What is expected ▸ Give the data again in full, exactly as written below.

=== Section Start ===

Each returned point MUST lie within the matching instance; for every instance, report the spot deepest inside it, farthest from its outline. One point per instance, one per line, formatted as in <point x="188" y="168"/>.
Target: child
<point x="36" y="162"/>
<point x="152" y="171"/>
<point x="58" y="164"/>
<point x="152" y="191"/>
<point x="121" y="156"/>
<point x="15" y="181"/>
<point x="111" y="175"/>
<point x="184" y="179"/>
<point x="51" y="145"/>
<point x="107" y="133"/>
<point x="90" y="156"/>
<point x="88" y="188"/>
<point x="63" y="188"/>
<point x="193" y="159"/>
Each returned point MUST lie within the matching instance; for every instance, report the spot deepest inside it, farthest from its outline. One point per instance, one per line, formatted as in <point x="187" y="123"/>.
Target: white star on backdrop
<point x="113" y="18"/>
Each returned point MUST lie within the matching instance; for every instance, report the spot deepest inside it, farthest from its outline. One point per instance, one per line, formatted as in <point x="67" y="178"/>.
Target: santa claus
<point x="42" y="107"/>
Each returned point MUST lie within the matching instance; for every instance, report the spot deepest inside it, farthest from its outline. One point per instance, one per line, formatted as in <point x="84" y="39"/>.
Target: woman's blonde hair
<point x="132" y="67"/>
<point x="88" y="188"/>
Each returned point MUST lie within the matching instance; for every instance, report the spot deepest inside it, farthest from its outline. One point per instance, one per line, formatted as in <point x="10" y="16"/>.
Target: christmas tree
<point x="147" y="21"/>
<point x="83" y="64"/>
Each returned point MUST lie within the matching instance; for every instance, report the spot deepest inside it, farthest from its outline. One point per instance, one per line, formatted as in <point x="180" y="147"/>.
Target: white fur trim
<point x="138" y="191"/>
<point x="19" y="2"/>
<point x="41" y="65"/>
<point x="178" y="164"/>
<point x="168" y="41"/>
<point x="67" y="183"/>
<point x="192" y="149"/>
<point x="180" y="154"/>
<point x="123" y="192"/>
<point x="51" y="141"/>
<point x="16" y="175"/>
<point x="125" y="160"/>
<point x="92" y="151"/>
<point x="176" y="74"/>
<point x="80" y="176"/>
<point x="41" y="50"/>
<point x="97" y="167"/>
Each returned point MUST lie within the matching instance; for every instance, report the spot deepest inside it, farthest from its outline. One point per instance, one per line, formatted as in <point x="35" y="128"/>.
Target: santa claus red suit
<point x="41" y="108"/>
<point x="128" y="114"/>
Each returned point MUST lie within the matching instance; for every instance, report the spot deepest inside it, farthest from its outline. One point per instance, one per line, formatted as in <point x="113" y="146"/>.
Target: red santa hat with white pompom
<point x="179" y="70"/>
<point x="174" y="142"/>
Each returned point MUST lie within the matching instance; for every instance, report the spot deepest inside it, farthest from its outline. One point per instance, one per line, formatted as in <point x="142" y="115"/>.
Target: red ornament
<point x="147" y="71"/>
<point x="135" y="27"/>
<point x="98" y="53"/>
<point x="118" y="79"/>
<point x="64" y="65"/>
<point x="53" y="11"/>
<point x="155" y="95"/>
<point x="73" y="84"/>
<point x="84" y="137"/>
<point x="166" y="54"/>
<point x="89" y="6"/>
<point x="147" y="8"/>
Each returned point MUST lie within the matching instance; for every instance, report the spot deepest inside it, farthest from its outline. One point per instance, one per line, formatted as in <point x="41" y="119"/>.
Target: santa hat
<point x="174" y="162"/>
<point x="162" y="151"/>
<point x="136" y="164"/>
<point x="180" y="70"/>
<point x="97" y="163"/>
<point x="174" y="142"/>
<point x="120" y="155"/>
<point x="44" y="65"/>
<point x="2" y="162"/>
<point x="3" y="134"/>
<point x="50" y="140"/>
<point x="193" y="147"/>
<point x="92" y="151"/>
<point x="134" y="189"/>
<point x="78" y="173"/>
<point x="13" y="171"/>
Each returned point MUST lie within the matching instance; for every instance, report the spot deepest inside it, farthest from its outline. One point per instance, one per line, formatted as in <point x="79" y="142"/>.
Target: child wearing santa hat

=== Section End ===

Solution to this problem ▸
Each returned point MUST lie within the matching instance; for every instance, report the spot deepest inside it, farthest from its outline. One point per instance, one per line, formatted as in <point x="188" y="168"/>.
Target: child
<point x="36" y="162"/>
<point x="152" y="171"/>
<point x="58" y="164"/>
<point x="152" y="191"/>
<point x="121" y="156"/>
<point x="15" y="181"/>
<point x="111" y="175"/>
<point x="184" y="179"/>
<point x="51" y="145"/>
<point x="107" y="133"/>
<point x="90" y="156"/>
<point x="88" y="188"/>
<point x="63" y="188"/>
<point x="193" y="159"/>
Each returned point MUST lie within the matching instance; for every instance, report the spot deepest inside it, farthest from its outline. One point per instance, one per line, formatted as in <point x="187" y="123"/>.
Target: white star on backdrop
<point x="113" y="18"/>
Each returned point MUST lie within the matching instance; for every instance, report the spot deepest inside it, farthest from its outline. One point per instance, one per line, formatted as in <point x="67" y="178"/>.
Target: santa claus
<point x="42" y="107"/>
Each returned point MUST lie within the matching instance; for every instance, report the spot deepest inside it, farthest from its outline. One point per instance, one per line, formatted as in <point x="84" y="39"/>.
Target: woman's blonde hair
<point x="132" y="67"/>
<point x="88" y="188"/>
Each returned point MUST lie within the matching instance; for every instance, report the spot deepest inside it, farthest from its outline. One point per instance, one per line, formatted as in <point x="10" y="16"/>.
Target: christmas tree
<point x="147" y="21"/>
<point x="83" y="64"/>
Each returned point MUST lie within the matching instance; for every instance, report the spot deepest inside it, farthest from its outline. One point per instance, one per line, formatted as in <point x="180" y="147"/>.
Target: white fur trim
<point x="138" y="191"/>
<point x="19" y="2"/>
<point x="41" y="65"/>
<point x="178" y="164"/>
<point x="168" y="41"/>
<point x="67" y="183"/>
<point x="192" y="149"/>
<point x="180" y="154"/>
<point x="123" y="192"/>
<point x="51" y="141"/>
<point x="16" y="175"/>
<point x="125" y="160"/>
<point x="92" y="151"/>
<point x="176" y="74"/>
<point x="80" y="176"/>
<point x="41" y="50"/>
<point x="97" y="167"/>
Each returned point MUST lie within the matching instance; for every instance, report the spot deepest inside it, farthest from its outline. One point per instance, one per line, formatted as in <point x="35" y="128"/>.
Target: santa claus red suit
<point x="41" y="108"/>
<point x="128" y="114"/>
Each returned point MUST lie within the matching instance; for every instance, report the spot deepest inside it, farthest from its outline. One point per instance, one per line, formatted as in <point x="113" y="146"/>.
Target: red santa hat with white pompom
<point x="179" y="70"/>
<point x="174" y="142"/>
Each returned point MUST lie within the matching instance; for every instance, report the spot deepest inside it, farthest from its outline. One point per instance, one per line, formatted as in <point x="142" y="115"/>.
Target: red ornament
<point x="147" y="71"/>
<point x="135" y="27"/>
<point x="98" y="53"/>
<point x="118" y="79"/>
<point x="64" y="65"/>
<point x="53" y="11"/>
<point x="155" y="95"/>
<point x="73" y="84"/>
<point x="84" y="137"/>
<point x="166" y="54"/>
<point x="89" y="6"/>
<point x="147" y="8"/>
Each returned point MUST lie within the matching instance; for every instance, report the spot deepest inside it, farthest from its outline. One point per instance, one per line, formatted as in <point x="41" y="119"/>.
Target: santa hat
<point x="174" y="162"/>
<point x="162" y="151"/>
<point x="136" y="164"/>
<point x="180" y="70"/>
<point x="97" y="163"/>
<point x="174" y="142"/>
<point x="120" y="155"/>
<point x="44" y="65"/>
<point x="2" y="162"/>
<point x="3" y="134"/>
<point x="50" y="140"/>
<point x="193" y="147"/>
<point x="92" y="151"/>
<point x="134" y="189"/>
<point x="78" y="173"/>
<point x="13" y="171"/>
Each returned point MUST lie within the matching instance; for every instance, report the spot deepest inside it, farthest from its outline. One point per instance, one per line, formatted as in <point x="79" y="142"/>.
Target: child wearing santa hat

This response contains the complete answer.